Exact copy, no pictures: return all the records as they stand.

——

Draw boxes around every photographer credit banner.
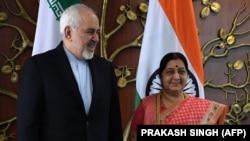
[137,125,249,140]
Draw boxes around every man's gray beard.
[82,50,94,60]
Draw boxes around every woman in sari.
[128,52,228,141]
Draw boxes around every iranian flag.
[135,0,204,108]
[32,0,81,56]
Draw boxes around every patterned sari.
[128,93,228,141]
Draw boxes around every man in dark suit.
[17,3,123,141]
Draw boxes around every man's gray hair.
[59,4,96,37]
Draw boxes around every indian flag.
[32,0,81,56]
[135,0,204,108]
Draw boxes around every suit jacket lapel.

——

Exercise solution:
Draw boxes around every photographer credit banner.
[137,125,249,140]
Draw boxes around every man's gray beard.
[82,50,94,60]
Draw boxes around every woman in sari.
[128,52,228,141]
Draw boxes around every iranian flag.
[135,0,204,108]
[32,0,81,56]
Draw boxes around every patterned sari.
[128,93,228,141]
Draw boxes around every man in dark suit.
[17,3,123,141]
Draw boxes around every man's gray hair.
[59,4,96,37]
Draw boxes around every indian flag.
[32,0,81,56]
[135,0,204,108]
Draw boxes around every suit jacket lapel.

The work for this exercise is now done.